**TASK PROMPT**
Each entry below is to be given again word for word, with no pictures.

======== DATA FOR PROCESSING ========

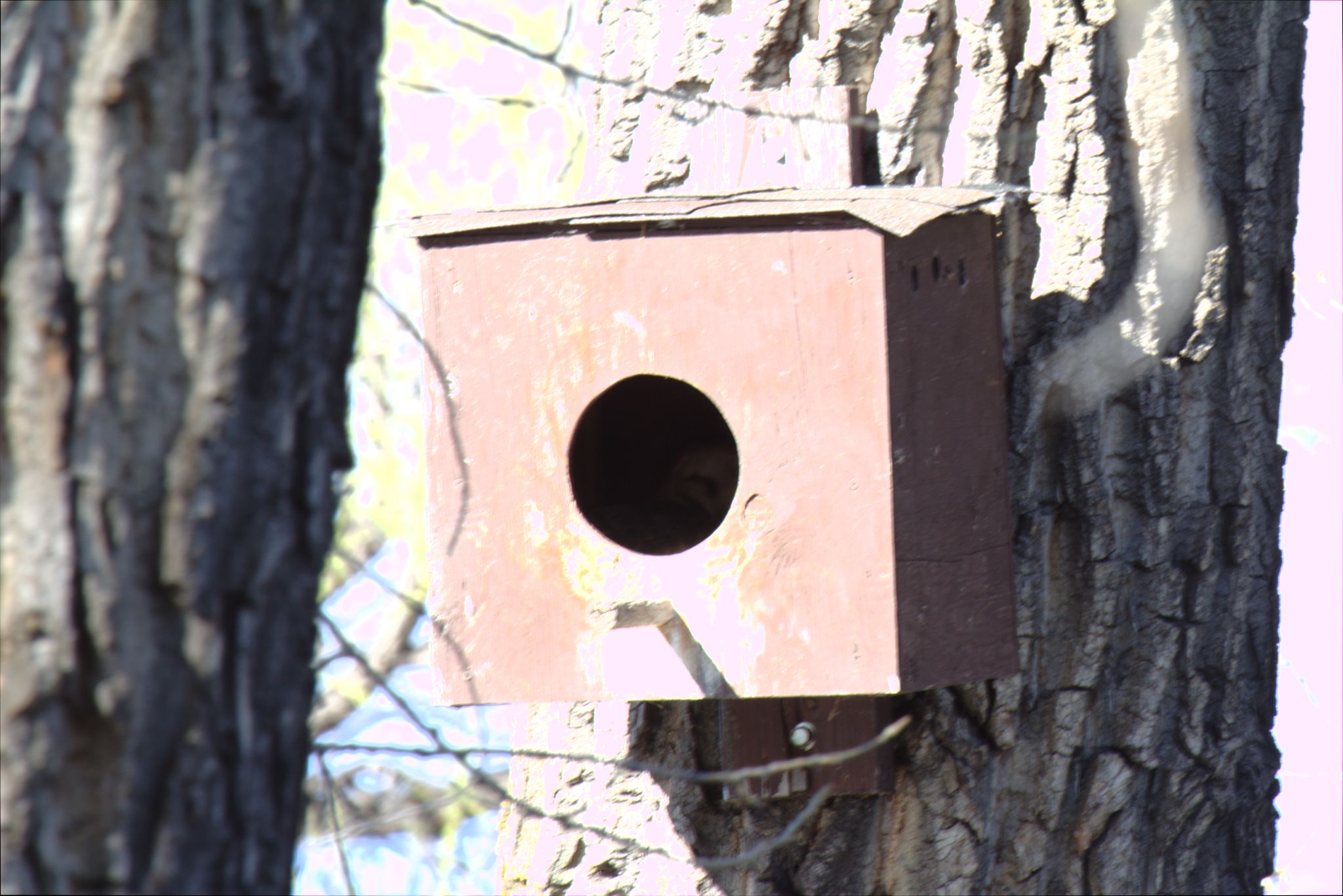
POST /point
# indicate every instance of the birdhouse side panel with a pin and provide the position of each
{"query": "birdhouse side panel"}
(953, 513)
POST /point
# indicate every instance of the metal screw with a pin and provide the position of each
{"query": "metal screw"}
(803, 737)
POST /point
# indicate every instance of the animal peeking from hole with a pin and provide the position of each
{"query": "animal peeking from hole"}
(691, 499)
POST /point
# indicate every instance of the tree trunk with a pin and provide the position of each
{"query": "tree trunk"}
(1148, 286)
(184, 218)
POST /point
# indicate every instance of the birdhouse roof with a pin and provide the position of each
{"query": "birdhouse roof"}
(894, 210)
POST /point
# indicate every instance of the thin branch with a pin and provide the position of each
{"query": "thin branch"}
(336, 830)
(462, 94)
(572, 71)
(734, 775)
(453, 426)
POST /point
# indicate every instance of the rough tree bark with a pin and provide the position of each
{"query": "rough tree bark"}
(1148, 286)
(184, 221)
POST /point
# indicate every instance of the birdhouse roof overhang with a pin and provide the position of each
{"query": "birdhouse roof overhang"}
(893, 210)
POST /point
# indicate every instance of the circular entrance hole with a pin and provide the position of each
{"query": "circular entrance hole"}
(653, 465)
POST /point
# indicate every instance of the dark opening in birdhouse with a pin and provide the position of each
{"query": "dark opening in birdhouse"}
(653, 465)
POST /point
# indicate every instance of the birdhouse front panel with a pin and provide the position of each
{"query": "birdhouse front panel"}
(666, 454)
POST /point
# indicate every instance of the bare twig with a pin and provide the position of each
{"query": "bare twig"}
(453, 427)
(574, 73)
(730, 777)
(336, 830)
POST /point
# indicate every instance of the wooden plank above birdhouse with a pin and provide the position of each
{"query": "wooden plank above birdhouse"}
(738, 445)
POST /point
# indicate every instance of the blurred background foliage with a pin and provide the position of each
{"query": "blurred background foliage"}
(466, 124)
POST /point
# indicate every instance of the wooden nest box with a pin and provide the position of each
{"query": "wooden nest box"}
(734, 446)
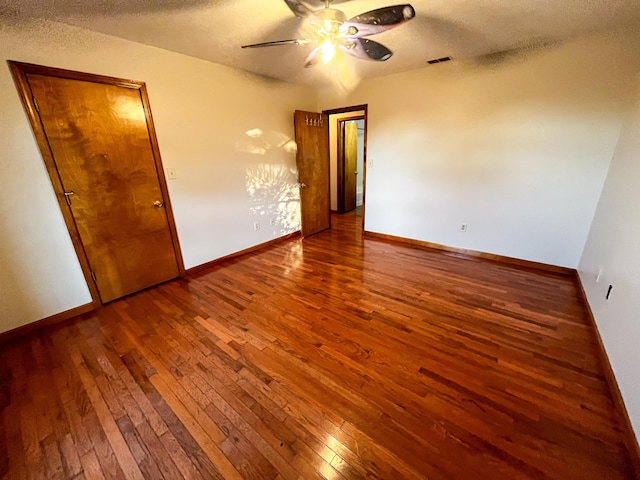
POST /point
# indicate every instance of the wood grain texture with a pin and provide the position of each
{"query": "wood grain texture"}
(335, 357)
(465, 253)
(631, 441)
(97, 140)
(46, 322)
(312, 159)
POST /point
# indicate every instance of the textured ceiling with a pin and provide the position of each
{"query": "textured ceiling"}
(484, 31)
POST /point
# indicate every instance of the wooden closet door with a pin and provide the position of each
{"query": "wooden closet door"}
(312, 158)
(99, 139)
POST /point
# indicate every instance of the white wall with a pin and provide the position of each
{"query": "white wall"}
(226, 180)
(613, 250)
(333, 152)
(518, 150)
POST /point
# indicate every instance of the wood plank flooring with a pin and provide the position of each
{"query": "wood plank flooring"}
(331, 357)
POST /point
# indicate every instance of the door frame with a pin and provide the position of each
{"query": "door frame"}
(20, 70)
(340, 166)
(340, 161)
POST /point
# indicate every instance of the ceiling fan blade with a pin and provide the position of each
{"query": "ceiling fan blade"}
(366, 49)
(277, 43)
(387, 17)
(298, 8)
(312, 58)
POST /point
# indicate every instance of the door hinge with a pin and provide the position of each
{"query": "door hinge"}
(67, 196)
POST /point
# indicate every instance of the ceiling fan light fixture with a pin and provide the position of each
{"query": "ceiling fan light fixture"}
(328, 50)
(330, 30)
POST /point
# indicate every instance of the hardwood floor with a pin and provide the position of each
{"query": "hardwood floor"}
(329, 357)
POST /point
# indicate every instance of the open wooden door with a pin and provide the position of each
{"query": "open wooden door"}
(312, 139)
(96, 137)
(349, 131)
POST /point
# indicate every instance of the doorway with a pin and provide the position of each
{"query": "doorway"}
(348, 141)
(97, 140)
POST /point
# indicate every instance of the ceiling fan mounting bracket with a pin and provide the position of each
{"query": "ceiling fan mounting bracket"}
(330, 30)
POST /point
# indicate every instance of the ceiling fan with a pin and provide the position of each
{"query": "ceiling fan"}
(329, 29)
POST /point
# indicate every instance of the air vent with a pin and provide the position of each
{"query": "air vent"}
(439, 60)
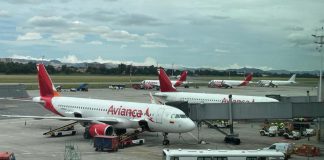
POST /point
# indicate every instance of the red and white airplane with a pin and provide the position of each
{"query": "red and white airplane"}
(155, 83)
(103, 117)
(169, 94)
(230, 83)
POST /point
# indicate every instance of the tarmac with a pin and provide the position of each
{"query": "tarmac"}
(25, 137)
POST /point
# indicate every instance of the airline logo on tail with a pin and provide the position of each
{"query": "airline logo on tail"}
(182, 78)
(46, 86)
(165, 83)
(247, 80)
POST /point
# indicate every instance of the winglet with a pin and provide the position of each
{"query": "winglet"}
(292, 78)
(46, 87)
(249, 77)
(165, 83)
(152, 99)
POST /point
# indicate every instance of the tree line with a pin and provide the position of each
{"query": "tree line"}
(122, 69)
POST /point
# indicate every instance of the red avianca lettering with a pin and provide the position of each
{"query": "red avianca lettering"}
(125, 112)
(225, 100)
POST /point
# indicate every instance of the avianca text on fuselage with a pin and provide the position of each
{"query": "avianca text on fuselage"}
(127, 112)
(225, 100)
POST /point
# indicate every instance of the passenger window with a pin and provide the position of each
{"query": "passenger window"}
(174, 158)
(219, 158)
(204, 158)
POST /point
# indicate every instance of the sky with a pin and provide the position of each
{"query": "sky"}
(220, 34)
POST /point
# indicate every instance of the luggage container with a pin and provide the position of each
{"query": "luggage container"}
(109, 143)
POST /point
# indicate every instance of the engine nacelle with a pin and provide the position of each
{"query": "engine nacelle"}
(100, 129)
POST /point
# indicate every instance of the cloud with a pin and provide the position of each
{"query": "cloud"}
(96, 42)
(29, 36)
(4, 13)
(220, 50)
(27, 1)
(137, 19)
(120, 36)
(300, 39)
(129, 19)
(54, 21)
(151, 44)
(67, 37)
(16, 56)
(294, 28)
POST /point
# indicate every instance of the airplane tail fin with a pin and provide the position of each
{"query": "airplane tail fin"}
(46, 87)
(182, 78)
(165, 83)
(247, 80)
(292, 78)
(249, 77)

========

**COMPLETE ANSWER**
POST /point
# indicate every instance of the birdhouse side panel with a pin and provide the position of each
{"query": "birdhouse side panel"}
(953, 513)
POST /point
# indicate every instance of the metal screw with a pin and provide the position of each
{"query": "metal screw"}
(803, 737)
POST /point
# indicate every instance of the animal peeking from hole with a pin and provide the position of each
{"query": "animal peeking from hole"}
(691, 499)
POST /point
# indicate every instance of the tree trunk with a pin and provide the position of each
{"query": "tree trunk"}
(1148, 286)
(184, 218)
POST /point
# indicate every instance of the birdhouse roof with a pin and provide the position of each
{"query": "birdhouse roof"}
(894, 210)
POST /point
# indicate every instance of the thin branch with a pin and provide the position of each
{"query": "thin branch"}
(336, 830)
(462, 94)
(572, 71)
(734, 775)
(453, 426)
POST /point
# indicate every instance of the rough tree bark with a pin and provide the position of each
{"query": "rough tree bark"}
(1148, 286)
(184, 221)
POST /point
# indicate every instance of the birdhouse roof overhang with a pin and provide the position of each
{"query": "birdhouse roof overhang"}
(893, 210)
POST /point
# indicate every instance of the circular entrance hole with a pin and provide the position of each
{"query": "circular entrance hole"}
(653, 465)
POST /point
# indicate every instance of the dark opening in birdhouse with a pin and provide the position of each
{"query": "dark opening in birdhouse"}
(653, 465)
POST /point
# indicate every instance of the birdhouse front panel with a pin and provide the position of each
{"query": "birdhouse front panel"}
(666, 454)
POST /point
# indicate every instance of the bare twig with a pin and provide the position of each
{"query": "bare twig"}
(453, 427)
(574, 73)
(730, 777)
(336, 830)
POST /point
# indicate every instance of the wooden plank above birdhouse with a pin and provide the position of each
{"query": "wooden plank above birdhouse"}
(738, 445)
POST /point
# indicate every instance of the blurred background foliage with a pin and provide the position of each
{"query": "blurred background foliage"}
(466, 124)
POST /point
# indicate every instance of the wooden nest box with a pin and provide the position of each
{"query": "wooden nest box"}
(734, 446)
POST /point
# indicate every instance of the wood grain texture with a pin and provide the position of each
{"query": "wood grain texture"}
(335, 357)
(465, 253)
(631, 441)
(97, 140)
(46, 322)
(312, 159)
POST /point
# indicate every instance of the textured ceiling with a pin and provide the position of each
{"query": "textured ceiling"}
(484, 31)
POST /point
# indicate every instance of the wooden closet door with a pin and provide the position of each
{"query": "wooden closet door"}
(312, 158)
(99, 139)
POST /point
# indicate every instance of the white wall with a pin and provide the position of each
{"query": "white wall"}
(226, 180)
(613, 250)
(333, 152)
(518, 150)
POST /point
# indicate every instance of the wood plank flooring with a pin and provide the position of each
{"query": "wood plank flooring"}
(331, 357)
POST /point
# indicate every instance of the door frame with a pin and provide the position of each
{"query": "door frame"}
(20, 70)
(340, 166)
(340, 161)
POST /point
# indicate every instance of the ceiling fan blade with a pin and provide the position of each
{"query": "ceiling fan blade"}
(366, 49)
(277, 43)
(387, 17)
(298, 8)
(312, 58)
POST /point
# indicate every instance of the door hinge with a pin and provide the position of each
{"query": "door hinge"}
(67, 196)
POST /point
# indicate every instance of the ceiling fan light fixture with a pin and provide the position of each
{"query": "ceiling fan light fixture"}
(328, 50)
(330, 30)
POST /point
# indicate every instance of the hardwood floor with a pin and provide the position of each
{"query": "hardwood floor"}
(329, 357)
POST /point
# indicate every instance of the open wooden door with a pin and provide the position of each
{"query": "open wooden door"}
(312, 139)
(96, 137)
(349, 131)
POST /point
# indicate every instance of the doorway with a pin and provide the position of each
{"query": "doorway"}
(348, 141)
(97, 140)
POST /point
# indicate every instance of the ceiling fan mounting bracket with a pin and provide the position of each
{"query": "ceiling fan mounting bracket"}
(330, 30)
POST /point
# indicate every instance of the ceiling fan with a pin and provide the position of each
{"query": "ceiling fan"}
(329, 29)
POST /point
# indicate every instance of the air vent with a pin and provide the position of each
{"query": "air vent"}
(439, 60)
POST /point
# indicate every instance of the red and white airplane with a pin and provide the position of each
{"query": "red and white airplane"}
(155, 83)
(103, 117)
(169, 94)
(230, 83)
POST /point
# indicate every instance of the tarmac with a pin and provide the position of each
{"query": "tarmac"}
(25, 137)
POST /point
# indicate every instance of the airline logo on tail with a pin and provide the position of each
{"query": "airline logo on tail"}
(182, 78)
(46, 86)
(165, 83)
(247, 80)
POST /point
# indicate every instance of the winglet with a pin and provide the position of each
{"query": "winglet"}
(292, 78)
(46, 87)
(249, 77)
(165, 83)
(152, 99)
POST /point
# indicate every instance of the tree line with a pin and provide the position of each
{"query": "tree line"}
(122, 69)
POST /point
# indicate every instance of the red avianca lettering with a pin and provide the position of each
{"query": "red avianca lettering"}
(125, 112)
(225, 100)
POST /point
# indicate every instance of the avianca text on fuselage with a pin and provide the position of each
{"query": "avianca text on fuselage"}
(127, 112)
(225, 100)
POST /point
# indicate every instance of the passenger window with a pin and provide the position of each
{"query": "passenger window"}
(174, 158)
(219, 158)
(204, 158)
POST /point
# indicate every instance of the sky with a pin and provide the position of each
{"query": "sky"}
(220, 34)
POST /point
# indicate every instance of the luggage container with a pin and provide the position of each
{"query": "luggage container"}
(109, 143)
POST /point
# indicate every instance of the engine nacelle with a pin and provide the position of each
{"query": "engine nacelle"}
(100, 129)
POST /point
# indicate every instance of the cloud with a pin and provide the position of each
{"query": "cloud"}
(96, 42)
(29, 36)
(4, 13)
(220, 50)
(27, 1)
(137, 19)
(120, 36)
(300, 39)
(129, 19)
(54, 21)
(151, 44)
(67, 37)
(16, 56)
(294, 28)
POST /point
# indicate every instance of the airplane tail fin with a pin and provide the position of each
{"query": "airplane tail fin"}
(46, 87)
(182, 78)
(165, 83)
(247, 80)
(292, 78)
(249, 77)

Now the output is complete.